_TASK OBJECTIVE_
Please tally the lines of the data below that contain the word "black", and give only the number.

....

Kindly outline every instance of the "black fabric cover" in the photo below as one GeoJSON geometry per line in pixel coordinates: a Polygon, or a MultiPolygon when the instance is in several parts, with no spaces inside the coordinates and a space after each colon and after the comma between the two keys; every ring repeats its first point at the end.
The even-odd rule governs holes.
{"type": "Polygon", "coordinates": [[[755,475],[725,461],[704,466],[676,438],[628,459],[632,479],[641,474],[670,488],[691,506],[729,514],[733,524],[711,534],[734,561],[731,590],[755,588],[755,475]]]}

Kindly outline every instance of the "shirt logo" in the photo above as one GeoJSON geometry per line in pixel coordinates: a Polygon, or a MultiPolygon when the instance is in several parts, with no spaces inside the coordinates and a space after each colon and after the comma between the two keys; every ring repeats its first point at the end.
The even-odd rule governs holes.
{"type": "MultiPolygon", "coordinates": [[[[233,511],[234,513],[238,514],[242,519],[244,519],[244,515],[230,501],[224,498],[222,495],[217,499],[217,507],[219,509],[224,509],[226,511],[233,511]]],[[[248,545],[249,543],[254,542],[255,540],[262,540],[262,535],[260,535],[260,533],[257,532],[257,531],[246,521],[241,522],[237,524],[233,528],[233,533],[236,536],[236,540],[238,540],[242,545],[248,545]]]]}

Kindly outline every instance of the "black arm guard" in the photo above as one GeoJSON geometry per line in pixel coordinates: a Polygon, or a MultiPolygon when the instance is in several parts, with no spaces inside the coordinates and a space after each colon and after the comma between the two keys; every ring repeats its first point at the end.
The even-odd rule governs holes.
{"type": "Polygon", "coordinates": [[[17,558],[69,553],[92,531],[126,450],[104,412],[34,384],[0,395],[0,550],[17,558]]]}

....

_ANSWER TO THIS TASK_
2